----- Kutipan Pilihan -----

Banyak bahan pengawet pada makanan yang tidak layak untuk dikonsumsi dan
mengandung zat yang berbahaya bagi kesehatan. Tetapi kitosan dapat digunakan
sebagai pengawet bahan makanan yang tidak berbahaya untuk dikonsumsi. Dan
akhirnya, diharapkan peneliti mencoba melakukan penelitian mengenai pembuatan
kitosan dari limbah udang dengan penggunaan bahan kimia (NaOH dan HCl) yang
minimal. Dari penelitian ini diharapkan dapat bermanfaat sebagai bahan baku
industri khususnya di bidang pangan, dan juga layak dikonsumsi sebagai pengawet
bahan makanan yang tidak berbahaya bagi tubuh. Penelitian ini diharapkan
sebagai bahan acuan untuk penelitian-penelitian selanjutnya.
C. RUMUSAN MASALAH
Permasalahan utama penelitian ini adalah melakukan penelitian untuk
memanfaatkan bahan yang tersedia di alam dengan harga terjangkau yaitu limbah
udang, HCl dan NaOH untuk menghasilkan bahan yang bernilai ekonomis lebih
tinggi dan mempunyai daya guna yang tinggi menggunakan alternatif proses dengan
penggunaan HCl dan NaOH yang minimal untuk menghasilkan kitosan yang dapat dimanfaatkan
dalam bidang pangan.
Perumusan masalah penelitian ini adalah bagaimana kita dapat membuat
kitosan dengan memanfaatkan limbah udang dengan penambahan larutan HCl dan NaOH
yang minimal dengan memperhatikan beberapa variabel yang berpengaruh terhadap
reaksi yang terjadi dengan cara melakukan percobaan di laboratorium yang
kemudian kita proses untuk mendapatkan kitosan yang selanjutnya dapat
dimanfaatkan untuk pengawet bahan makanan. Dalam hal ini difokuskan terhadap
limbah udang yang banyak dihasilkan oleh restoran seafood di daerah Yogyakarta.
Penelitian dilakukan
untuk mengetahui mutu kitosan berdasarkan kualitas standar chitosan dalam dunia
perdagangan. Parameter yang digunakan adalah kadar abu, kelarutan, dan
viskositas dari hasil pembuatan kitosan, untuk mengetahui apakah sudah memenuhi
kualitas standar kitosan dalam dunia perdagangan.

----- Daftar Data -----

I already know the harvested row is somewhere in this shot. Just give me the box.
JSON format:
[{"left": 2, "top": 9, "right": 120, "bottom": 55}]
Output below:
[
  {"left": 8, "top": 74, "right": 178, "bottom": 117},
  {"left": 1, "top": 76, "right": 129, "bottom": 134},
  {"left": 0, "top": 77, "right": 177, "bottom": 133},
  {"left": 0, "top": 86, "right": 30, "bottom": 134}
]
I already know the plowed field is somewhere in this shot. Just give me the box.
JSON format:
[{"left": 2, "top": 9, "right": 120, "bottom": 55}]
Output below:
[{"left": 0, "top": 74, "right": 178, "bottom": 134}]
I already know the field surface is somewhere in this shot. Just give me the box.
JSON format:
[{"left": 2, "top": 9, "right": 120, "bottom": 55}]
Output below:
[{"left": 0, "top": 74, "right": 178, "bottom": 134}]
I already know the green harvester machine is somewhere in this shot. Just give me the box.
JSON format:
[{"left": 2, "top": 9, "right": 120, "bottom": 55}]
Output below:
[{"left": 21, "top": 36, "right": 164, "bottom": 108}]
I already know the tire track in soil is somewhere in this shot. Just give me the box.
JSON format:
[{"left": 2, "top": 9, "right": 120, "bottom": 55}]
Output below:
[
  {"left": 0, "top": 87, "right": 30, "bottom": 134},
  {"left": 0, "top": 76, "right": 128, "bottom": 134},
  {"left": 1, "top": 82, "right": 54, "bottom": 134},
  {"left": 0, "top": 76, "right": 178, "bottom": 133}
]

-----

Tuliskan lanjutan teks tentang pembuatan kitosan dari limbah udang. Mulailah tepat setelah kalimat terakhir yang tercantum.

D. TUJUAN
PENELITIAN
Penelitian ini bertujuan untuk mengolah limbah kulit
udang menjadi kitosan yang bermanfaat sebagai pengganti bahan pengawet makanan
yang tidak berbahaya bagi tubuh dan kesehatan dengan mengetahui mutu kitosan berdasarkan
kualitas standar kitosan dalam dunia perdagangan. Adapun
variabel yang diamati adalah lama pemasakan limbah dalam air, perbandingan
antara volume pelarut dengan berat bahan, suhu, waktu proses, dan konsentrasi
NaOH.
E. LUARAN
YANG DIHARAPKAN
1.
Paten,
jika hasil penelitian yang telah dilakukan merupakan ide orisinil (murni) yang
belum pernah dibuat sebelumnya dan sudah dipatenkan.
2.
Artikel/Jurnal,
peneliti berharap hasil penelitian ini dapat dipublikasikan baik melalui media
cetak, media elektronik, maupun jurnal ilmiah, dan seminar nasional.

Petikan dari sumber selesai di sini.